▶ [Task input]

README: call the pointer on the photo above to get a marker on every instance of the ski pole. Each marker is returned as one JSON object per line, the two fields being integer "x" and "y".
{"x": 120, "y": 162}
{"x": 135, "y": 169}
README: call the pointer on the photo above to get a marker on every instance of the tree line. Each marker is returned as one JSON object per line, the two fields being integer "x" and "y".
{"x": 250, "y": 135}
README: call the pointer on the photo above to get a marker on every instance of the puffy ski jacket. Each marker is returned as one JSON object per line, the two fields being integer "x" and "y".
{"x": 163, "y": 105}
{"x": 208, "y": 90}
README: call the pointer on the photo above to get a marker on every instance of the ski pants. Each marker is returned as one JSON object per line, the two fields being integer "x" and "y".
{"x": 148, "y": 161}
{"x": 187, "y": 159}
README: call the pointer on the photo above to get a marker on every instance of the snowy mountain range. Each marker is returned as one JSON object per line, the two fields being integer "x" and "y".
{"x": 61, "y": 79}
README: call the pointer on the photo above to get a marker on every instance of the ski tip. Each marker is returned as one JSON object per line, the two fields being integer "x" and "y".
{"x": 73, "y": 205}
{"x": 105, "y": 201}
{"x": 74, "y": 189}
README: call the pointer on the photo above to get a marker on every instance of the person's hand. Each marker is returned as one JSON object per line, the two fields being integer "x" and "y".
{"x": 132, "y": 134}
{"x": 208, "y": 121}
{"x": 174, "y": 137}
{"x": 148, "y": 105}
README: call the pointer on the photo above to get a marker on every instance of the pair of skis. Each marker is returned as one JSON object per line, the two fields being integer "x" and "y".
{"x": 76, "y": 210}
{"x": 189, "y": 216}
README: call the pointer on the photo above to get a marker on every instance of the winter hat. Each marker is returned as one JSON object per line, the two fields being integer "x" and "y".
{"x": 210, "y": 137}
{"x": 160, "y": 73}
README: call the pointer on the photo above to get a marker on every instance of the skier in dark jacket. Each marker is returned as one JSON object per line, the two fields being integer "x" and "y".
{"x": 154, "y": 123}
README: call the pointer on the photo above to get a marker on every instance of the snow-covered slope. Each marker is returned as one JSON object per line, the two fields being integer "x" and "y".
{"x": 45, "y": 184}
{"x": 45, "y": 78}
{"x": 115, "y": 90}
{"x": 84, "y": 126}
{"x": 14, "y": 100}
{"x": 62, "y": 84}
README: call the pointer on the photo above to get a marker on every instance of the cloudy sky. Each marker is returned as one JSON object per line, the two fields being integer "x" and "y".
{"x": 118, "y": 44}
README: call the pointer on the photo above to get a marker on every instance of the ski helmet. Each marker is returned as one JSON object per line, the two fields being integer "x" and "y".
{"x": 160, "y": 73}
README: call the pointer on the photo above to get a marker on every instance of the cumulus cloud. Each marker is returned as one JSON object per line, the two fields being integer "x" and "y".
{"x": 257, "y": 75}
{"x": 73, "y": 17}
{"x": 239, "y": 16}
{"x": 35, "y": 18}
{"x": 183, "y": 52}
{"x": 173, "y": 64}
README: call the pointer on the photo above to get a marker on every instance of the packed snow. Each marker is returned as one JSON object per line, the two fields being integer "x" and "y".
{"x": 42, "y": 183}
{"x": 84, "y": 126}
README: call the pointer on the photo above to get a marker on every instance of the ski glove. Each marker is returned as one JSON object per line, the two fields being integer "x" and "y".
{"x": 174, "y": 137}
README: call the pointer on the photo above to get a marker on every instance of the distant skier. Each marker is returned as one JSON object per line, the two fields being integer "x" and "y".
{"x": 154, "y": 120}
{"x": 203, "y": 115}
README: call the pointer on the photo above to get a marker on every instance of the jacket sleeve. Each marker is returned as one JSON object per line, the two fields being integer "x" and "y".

▶ [Short problem] From the line containing "of the cloudy" down to the last line, reproduce the records exactly. Include both ends.

▶ [Full answer]
README: call the pointer on the photo above to get a marker on every instance of the cloudy sky. Each marker is returned as one JSON object per line, the two fields being integer "x" and "y".
{"x": 118, "y": 44}
README: call the pointer on the photo above to get a marker on every instance of the ski helmet. Each marker is returned as one JSON object per line, the two fields being integer "x" and "y".
{"x": 160, "y": 73}
README: call the pointer on the photo above to get a marker on every instance of the cumulus cloud. Each marker is returned as one JSON object per line, the two fields being integer "x" and "y".
{"x": 257, "y": 75}
{"x": 73, "y": 17}
{"x": 239, "y": 16}
{"x": 35, "y": 18}
{"x": 183, "y": 52}
{"x": 173, "y": 64}
README: call the pointer on the photo above to get a marker on every instance of the packed snow. Each marker is returned as one JSON object per line, the two fields being integer "x" and "y".
{"x": 42, "y": 183}
{"x": 84, "y": 126}
README: call the pointer on the photo above to get a marker on every instance of the ski glove. Each marker is returned as one JSON object per line, the two fields being integer "x" and "y".
{"x": 174, "y": 137}
README: call the pointer on the photo above to get a marker on every instance of the distant skier. Each marker is returned as one JSON object per line, the two fields being integer "x" and "y".
{"x": 154, "y": 120}
{"x": 203, "y": 115}
README: call the pointer on the photo above to get a marker on every instance of the jacket sleeve. Each marker is returned as one JSON object per line, the two fields being integer "x" and "y".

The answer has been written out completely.